Cosa fare:
Elenca tutti i gruppi di militari che l'articolo sulla resa dell'Azovstal nomina tra quelli rimasti intrappolati a combattere nei sotterranei dell'acciaieria.

Testo da leggere:

-- -- --

Che cos’ha spinto Zelensky a cedere all’Azovstal? E in cambio di che? I retroscena della resa dell’acciaieria

di Francesco Battistini

Ora Kiev mette una condizione: «Senza il ritorno dei soldati nessun negoziato potrà cominciare». Uno scambio con Viktor Medvedchuk, magari, l’oligarca ucraino amico di Putin

DAL NOSTRO INVIATO
KIEV «Proviamo coi turchi». Schiacciato dall’incubo dell’acciaieria, pressato dall’eroismo obbligatorio, raccontano che Volodymyr Zelensky non ha dormito notti intere. A Chernihiv avevano stampato i cartelloni, «aspettiamo a casa i nostri eroi». Su Change.org era partita la petizione dalle mogli dei soldati di Azov, un milione di firme, perché «una figura internazionale» intervenisse a mediare. Ma da settimane non si vedeva proprio una luce, in quei sotterranei: «Era impossibile sbloccare la situazione per via militare — spiega Zelensky —, ci siamo dovuti affidare alla diplomazia».

Quale? Il primo spiraglio, spiega una fonte diplomatica europea, è arrivato con una telefonata la mattina dell’8 maggio. I russi avevano finalmente detto sì al corridoio d’Onu e Croce rossa, per far uscire dall’Azovstal almeno le donne, i bambini e gli anziani. Ora si trattava di salvare la pelle dei militari: non solo Azov, anche la 12esima brigata della Guardia nazionale, la 36esima dei marines, l’antiterrorismo, gli agenti dei servizi Sbu, i poliziotti, le guardie di frontiera, i volontari, tutti quelli che erano rimasti intrappolati a combattere là sotto. Quando suona il cellulare, quella mattina, è la chiamata che Zelensky aspettava. Dall’altra parte c’è lo storico leader dei tatari di Crimea, Mustafa Dzhemilen, che siede alla Rada di Kiev. È un buon amico di Erdogan, da giorni chiede al presidente turco di trovare una via di fuga: una nave che porti gli assediati fuori da quell’inferno. Dzhemilen ha un messaggio del Cremlino per gli ucraini, fatto filtrare attraverso Ankara: dev’essere Zelensky a dare l’ordine ad Azov d’arrendersi, dicono i russi, solo così la situazione può sbloccarsi. «Non abbiamo ore — avverte Dzhemilen —, abbiamo secondi». Manca poco al 9 maggio, però. Alle celebrazioni di Putin sulla Piazza Rossa. Al fatidico anniversario della vittoria sovietica sul nazismo. Alla giornata in cui tutto il mondo guarda a Mosca. E non si può, pensa Zelensky, regalare ai russi un simile annuncio: il presidente ucraino domanda che dentro l’acciaieria resistano ancora. Solo un pochino. Poi, si potrà fare: lo darà personalmente lui, l’ordine d’arrendersi.

-- -- --

Dati grezzi:

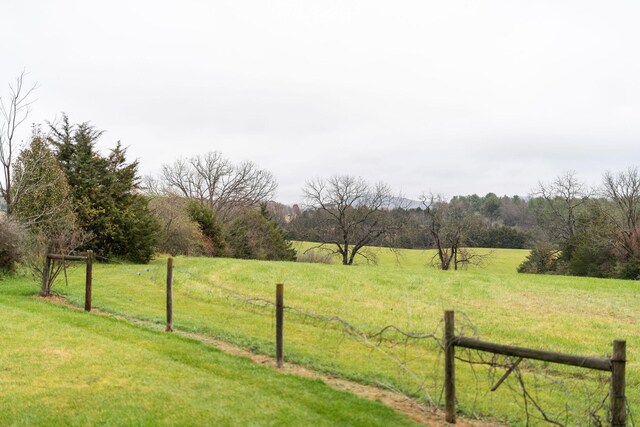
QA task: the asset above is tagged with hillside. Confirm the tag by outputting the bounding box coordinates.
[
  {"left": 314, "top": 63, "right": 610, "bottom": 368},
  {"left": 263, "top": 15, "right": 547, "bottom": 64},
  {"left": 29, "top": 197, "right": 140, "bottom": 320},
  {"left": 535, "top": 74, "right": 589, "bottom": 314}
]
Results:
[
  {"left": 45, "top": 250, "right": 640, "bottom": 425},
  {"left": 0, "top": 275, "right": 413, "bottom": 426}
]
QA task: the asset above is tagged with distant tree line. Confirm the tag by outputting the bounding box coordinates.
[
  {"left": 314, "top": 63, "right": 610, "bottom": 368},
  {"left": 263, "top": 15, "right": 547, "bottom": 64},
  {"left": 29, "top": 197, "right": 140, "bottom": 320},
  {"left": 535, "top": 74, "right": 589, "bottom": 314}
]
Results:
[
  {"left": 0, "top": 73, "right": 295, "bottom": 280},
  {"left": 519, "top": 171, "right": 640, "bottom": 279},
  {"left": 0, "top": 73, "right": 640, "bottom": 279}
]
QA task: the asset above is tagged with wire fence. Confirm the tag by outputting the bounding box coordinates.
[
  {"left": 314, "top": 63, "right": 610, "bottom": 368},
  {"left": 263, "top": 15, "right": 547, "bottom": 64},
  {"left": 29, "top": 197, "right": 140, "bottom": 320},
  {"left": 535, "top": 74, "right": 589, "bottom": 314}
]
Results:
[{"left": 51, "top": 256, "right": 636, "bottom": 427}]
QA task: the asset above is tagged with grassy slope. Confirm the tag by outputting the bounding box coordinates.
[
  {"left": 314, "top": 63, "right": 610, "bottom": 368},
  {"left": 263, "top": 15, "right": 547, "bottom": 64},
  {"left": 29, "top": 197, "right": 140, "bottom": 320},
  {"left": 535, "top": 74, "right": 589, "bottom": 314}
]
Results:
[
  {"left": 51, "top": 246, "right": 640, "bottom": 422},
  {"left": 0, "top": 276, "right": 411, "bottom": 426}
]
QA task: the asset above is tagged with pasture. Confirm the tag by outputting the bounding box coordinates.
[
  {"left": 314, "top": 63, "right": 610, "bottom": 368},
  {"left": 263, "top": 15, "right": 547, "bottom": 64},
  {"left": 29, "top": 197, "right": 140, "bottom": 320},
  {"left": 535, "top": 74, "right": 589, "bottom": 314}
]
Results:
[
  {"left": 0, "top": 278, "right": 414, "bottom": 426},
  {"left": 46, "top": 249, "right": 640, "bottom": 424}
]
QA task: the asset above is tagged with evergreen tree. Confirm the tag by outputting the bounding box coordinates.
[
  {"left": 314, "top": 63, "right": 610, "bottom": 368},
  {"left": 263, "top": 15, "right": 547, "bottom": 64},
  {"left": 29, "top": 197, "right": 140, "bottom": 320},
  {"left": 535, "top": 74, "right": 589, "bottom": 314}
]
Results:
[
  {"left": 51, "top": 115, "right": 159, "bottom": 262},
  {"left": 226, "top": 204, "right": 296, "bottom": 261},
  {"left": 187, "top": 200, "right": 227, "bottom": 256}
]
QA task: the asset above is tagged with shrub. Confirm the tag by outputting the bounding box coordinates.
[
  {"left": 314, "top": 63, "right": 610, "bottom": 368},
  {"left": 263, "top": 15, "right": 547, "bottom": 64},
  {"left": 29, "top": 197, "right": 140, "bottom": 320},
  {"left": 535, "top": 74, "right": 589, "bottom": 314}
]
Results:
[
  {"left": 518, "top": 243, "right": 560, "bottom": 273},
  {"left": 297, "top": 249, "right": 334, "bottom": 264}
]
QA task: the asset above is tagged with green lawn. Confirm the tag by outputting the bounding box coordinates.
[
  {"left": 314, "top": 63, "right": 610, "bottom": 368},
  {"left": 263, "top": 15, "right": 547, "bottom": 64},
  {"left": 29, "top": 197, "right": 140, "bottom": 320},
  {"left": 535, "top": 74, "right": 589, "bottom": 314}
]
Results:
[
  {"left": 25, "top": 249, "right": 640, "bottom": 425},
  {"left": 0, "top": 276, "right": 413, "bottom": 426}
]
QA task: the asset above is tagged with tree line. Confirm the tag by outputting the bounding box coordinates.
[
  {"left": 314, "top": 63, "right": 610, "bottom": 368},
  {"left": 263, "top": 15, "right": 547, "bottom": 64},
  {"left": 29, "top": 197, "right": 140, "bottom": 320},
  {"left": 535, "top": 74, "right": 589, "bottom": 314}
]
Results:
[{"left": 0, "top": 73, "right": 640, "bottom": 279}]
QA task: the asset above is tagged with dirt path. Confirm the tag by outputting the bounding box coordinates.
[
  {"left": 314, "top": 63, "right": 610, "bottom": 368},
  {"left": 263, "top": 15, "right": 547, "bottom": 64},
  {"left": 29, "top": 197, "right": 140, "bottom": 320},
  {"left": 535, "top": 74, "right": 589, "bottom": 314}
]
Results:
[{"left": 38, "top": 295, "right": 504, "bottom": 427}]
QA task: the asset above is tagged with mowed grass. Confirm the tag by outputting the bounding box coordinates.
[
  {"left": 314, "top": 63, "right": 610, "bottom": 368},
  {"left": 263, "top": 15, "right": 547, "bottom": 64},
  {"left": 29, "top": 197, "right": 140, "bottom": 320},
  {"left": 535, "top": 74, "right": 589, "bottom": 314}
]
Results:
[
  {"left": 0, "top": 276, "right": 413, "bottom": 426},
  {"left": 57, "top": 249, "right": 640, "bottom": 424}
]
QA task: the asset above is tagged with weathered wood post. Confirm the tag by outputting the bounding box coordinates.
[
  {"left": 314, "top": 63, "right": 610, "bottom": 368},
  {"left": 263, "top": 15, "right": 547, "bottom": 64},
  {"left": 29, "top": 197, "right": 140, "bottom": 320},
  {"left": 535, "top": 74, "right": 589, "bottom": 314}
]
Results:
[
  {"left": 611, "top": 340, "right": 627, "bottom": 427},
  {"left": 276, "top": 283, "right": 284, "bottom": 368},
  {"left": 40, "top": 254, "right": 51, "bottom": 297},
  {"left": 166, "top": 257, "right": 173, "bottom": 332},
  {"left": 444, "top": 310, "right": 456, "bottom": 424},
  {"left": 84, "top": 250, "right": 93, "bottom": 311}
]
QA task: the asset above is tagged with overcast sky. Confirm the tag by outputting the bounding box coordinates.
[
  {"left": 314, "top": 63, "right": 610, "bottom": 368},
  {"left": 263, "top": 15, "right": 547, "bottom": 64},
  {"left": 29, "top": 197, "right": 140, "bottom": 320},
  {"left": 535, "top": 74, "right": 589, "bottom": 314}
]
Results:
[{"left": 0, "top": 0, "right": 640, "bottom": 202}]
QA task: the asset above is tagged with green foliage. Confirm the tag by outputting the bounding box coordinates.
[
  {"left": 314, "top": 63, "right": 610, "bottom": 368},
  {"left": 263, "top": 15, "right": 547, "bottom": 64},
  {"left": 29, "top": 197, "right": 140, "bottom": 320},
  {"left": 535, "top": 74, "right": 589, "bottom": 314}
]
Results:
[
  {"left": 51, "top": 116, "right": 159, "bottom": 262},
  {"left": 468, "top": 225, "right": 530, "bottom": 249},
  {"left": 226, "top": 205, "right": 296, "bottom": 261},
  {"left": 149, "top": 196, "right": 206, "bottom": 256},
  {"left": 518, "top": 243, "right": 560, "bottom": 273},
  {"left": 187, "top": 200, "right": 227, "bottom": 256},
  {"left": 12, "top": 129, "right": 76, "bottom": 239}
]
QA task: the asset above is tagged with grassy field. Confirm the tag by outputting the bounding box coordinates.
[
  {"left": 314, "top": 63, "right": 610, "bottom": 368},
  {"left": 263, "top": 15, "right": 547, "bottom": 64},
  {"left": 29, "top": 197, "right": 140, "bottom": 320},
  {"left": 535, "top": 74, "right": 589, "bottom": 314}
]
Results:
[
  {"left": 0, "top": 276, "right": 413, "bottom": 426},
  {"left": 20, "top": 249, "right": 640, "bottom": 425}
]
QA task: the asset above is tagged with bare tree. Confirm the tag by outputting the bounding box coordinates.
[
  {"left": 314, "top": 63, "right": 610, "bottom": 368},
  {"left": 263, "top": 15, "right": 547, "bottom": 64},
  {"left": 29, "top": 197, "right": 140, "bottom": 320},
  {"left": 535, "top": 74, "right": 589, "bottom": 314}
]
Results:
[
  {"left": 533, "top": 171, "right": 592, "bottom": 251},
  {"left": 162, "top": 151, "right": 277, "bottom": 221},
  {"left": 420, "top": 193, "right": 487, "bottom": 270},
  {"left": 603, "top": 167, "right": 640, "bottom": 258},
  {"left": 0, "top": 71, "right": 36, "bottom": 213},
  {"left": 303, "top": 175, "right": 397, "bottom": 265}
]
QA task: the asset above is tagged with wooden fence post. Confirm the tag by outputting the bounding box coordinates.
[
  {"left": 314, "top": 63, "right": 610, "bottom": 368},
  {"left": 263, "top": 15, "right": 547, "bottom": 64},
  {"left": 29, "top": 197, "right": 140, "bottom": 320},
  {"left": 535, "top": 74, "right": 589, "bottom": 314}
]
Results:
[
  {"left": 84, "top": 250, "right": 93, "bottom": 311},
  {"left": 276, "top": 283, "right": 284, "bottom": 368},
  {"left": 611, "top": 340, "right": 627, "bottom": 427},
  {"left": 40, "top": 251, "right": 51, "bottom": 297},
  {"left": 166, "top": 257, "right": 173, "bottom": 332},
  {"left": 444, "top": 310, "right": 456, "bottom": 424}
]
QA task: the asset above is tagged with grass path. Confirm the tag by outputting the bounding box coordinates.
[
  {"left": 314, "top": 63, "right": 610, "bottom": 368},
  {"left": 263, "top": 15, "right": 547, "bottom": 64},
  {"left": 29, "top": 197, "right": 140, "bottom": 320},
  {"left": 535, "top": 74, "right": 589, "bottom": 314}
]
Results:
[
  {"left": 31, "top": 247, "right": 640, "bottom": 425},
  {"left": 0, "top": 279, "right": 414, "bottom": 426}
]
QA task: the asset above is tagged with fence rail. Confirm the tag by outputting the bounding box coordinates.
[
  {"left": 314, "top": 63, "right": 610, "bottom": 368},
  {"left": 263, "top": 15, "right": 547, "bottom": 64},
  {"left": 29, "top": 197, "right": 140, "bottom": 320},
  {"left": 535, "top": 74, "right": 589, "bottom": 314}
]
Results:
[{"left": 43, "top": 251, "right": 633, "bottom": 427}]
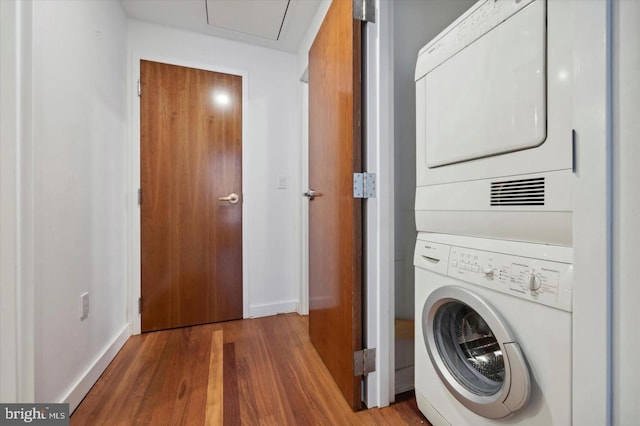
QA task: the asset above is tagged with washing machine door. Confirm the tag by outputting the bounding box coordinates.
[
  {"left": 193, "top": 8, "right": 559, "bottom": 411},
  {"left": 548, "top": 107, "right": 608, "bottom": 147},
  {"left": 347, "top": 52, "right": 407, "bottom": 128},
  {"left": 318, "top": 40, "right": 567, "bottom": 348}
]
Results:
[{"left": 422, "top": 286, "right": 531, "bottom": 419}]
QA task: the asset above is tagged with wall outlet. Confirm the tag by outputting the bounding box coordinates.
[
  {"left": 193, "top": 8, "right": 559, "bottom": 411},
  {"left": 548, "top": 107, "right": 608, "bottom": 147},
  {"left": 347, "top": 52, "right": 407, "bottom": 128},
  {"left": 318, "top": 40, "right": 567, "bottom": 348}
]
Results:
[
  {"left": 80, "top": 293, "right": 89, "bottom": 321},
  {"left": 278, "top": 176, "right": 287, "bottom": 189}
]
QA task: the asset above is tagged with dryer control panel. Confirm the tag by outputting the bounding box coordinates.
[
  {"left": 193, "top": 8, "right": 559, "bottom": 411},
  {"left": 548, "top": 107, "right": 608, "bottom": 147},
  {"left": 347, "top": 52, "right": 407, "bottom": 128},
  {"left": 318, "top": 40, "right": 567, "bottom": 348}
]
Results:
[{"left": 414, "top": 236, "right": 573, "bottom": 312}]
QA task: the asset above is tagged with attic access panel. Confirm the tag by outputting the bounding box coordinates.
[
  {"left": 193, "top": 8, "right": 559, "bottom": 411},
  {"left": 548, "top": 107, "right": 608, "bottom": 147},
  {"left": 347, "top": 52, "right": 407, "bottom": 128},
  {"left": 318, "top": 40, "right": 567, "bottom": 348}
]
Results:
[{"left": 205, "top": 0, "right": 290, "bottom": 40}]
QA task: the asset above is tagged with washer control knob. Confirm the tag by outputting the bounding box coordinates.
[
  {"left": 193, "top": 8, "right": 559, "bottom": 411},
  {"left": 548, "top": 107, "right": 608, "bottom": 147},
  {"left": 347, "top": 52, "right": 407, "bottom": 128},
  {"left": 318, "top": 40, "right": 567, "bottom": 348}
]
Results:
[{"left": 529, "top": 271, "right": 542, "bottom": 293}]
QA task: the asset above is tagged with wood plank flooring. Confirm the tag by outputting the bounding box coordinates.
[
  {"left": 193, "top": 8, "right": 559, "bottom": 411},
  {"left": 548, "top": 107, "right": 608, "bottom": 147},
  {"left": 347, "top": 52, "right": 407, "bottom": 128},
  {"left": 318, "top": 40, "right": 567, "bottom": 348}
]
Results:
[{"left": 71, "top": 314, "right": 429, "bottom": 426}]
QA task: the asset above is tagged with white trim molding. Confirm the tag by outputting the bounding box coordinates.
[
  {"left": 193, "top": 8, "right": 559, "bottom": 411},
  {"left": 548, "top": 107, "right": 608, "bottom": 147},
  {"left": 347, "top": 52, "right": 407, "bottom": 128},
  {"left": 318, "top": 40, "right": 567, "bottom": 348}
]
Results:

-- -- --

Risposta:
- Azov
- la 12esima brigata della Guardia nazionale
- la 36esima dei marines
- l'antiterrorismo
- gli agenti dei servizi Sbu
- i poliziotti
- le guardie di frontiera
- i volontari